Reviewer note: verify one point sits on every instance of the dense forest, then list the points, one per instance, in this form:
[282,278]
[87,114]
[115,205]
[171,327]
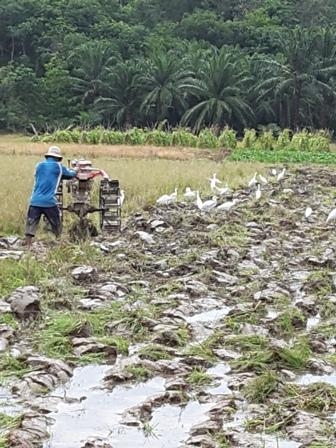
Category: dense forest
[192,63]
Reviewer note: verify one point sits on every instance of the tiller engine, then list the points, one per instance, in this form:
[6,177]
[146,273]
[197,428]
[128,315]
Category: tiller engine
[80,191]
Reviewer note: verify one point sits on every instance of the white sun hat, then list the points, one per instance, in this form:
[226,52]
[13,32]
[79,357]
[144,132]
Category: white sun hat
[54,151]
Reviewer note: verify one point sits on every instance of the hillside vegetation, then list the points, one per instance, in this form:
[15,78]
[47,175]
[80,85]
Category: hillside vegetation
[192,63]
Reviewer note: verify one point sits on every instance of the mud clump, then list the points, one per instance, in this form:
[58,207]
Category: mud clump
[210,320]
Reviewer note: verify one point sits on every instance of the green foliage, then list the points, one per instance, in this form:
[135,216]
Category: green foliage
[12,367]
[283,156]
[136,63]
[312,145]
[14,274]
[262,386]
[199,377]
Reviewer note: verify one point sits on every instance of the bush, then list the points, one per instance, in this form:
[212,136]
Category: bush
[302,141]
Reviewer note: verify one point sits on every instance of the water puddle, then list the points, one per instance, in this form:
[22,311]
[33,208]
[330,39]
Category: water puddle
[8,403]
[307,379]
[260,440]
[268,441]
[313,322]
[101,412]
[209,316]
[220,387]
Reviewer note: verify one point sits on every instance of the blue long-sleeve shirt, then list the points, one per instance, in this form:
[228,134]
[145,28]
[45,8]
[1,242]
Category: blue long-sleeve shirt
[48,175]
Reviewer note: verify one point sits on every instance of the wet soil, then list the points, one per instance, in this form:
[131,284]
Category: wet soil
[230,322]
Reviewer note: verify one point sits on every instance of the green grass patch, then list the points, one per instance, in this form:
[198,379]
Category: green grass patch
[12,367]
[154,352]
[139,373]
[290,320]
[317,397]
[8,422]
[27,271]
[9,319]
[283,156]
[202,350]
[295,357]
[199,377]
[262,386]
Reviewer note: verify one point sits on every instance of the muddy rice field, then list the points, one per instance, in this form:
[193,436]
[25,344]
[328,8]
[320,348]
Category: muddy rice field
[216,329]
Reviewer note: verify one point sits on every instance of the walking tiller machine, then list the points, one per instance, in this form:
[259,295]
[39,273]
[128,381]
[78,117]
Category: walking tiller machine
[80,190]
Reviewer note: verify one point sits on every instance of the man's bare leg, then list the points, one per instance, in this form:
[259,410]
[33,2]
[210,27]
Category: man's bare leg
[28,241]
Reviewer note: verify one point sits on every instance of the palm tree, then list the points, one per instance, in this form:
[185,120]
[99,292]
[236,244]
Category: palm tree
[121,98]
[219,93]
[90,63]
[166,84]
[298,81]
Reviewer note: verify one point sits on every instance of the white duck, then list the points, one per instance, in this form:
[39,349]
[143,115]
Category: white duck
[207,205]
[167,198]
[226,206]
[331,216]
[122,197]
[189,194]
[253,181]
[263,179]
[308,212]
[214,181]
[174,195]
[222,191]
[281,175]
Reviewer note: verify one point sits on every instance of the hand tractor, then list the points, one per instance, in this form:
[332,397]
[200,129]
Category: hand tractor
[79,197]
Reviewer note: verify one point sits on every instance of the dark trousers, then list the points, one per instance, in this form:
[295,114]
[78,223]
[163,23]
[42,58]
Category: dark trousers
[34,215]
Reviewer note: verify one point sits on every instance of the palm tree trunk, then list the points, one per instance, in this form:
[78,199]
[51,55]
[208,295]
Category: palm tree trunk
[296,103]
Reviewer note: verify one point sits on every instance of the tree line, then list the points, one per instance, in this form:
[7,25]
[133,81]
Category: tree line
[191,63]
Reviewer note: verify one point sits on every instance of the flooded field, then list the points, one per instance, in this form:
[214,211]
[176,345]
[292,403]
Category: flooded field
[188,329]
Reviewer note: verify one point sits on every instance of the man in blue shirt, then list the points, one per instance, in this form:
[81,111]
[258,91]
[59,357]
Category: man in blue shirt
[48,175]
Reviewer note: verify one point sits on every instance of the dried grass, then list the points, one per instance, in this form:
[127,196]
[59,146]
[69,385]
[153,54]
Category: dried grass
[143,178]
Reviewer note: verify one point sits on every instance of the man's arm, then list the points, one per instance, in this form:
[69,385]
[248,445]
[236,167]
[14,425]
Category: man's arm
[68,174]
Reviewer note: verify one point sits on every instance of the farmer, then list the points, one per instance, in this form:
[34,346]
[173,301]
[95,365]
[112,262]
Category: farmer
[48,175]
..............................
• [THE EXERCISE]:
Take every line from the one containing "blue shirt, then" to the end of the listing and output it exactly, with nothing else.

• [RESULT OF THIS TASK]:
Reviewer note: verify one point sits on every instance of the man in blue shirt, then list the points, one per instance, in this form:
[81,111]
[258,91]
[59,357]
Category: man in blue shirt
[48,175]
Reviewer note: verify one point sits on every instance of the dried grass, then list the points, one per instance, in this form:
[127,196]
[59,146]
[69,385]
[153,54]
Category: dried grass
[143,178]
Reviewer note: verify one point sits on every instance of the man's arm, then list the points, one per instance, in this form:
[69,385]
[248,445]
[236,167]
[14,425]
Category: man's arm
[68,174]
Reviewer note: verify one point sits on every instance of the farmer, then list the points, one per instance, in this form:
[34,346]
[173,301]
[95,365]
[112,262]
Category: farmer
[48,175]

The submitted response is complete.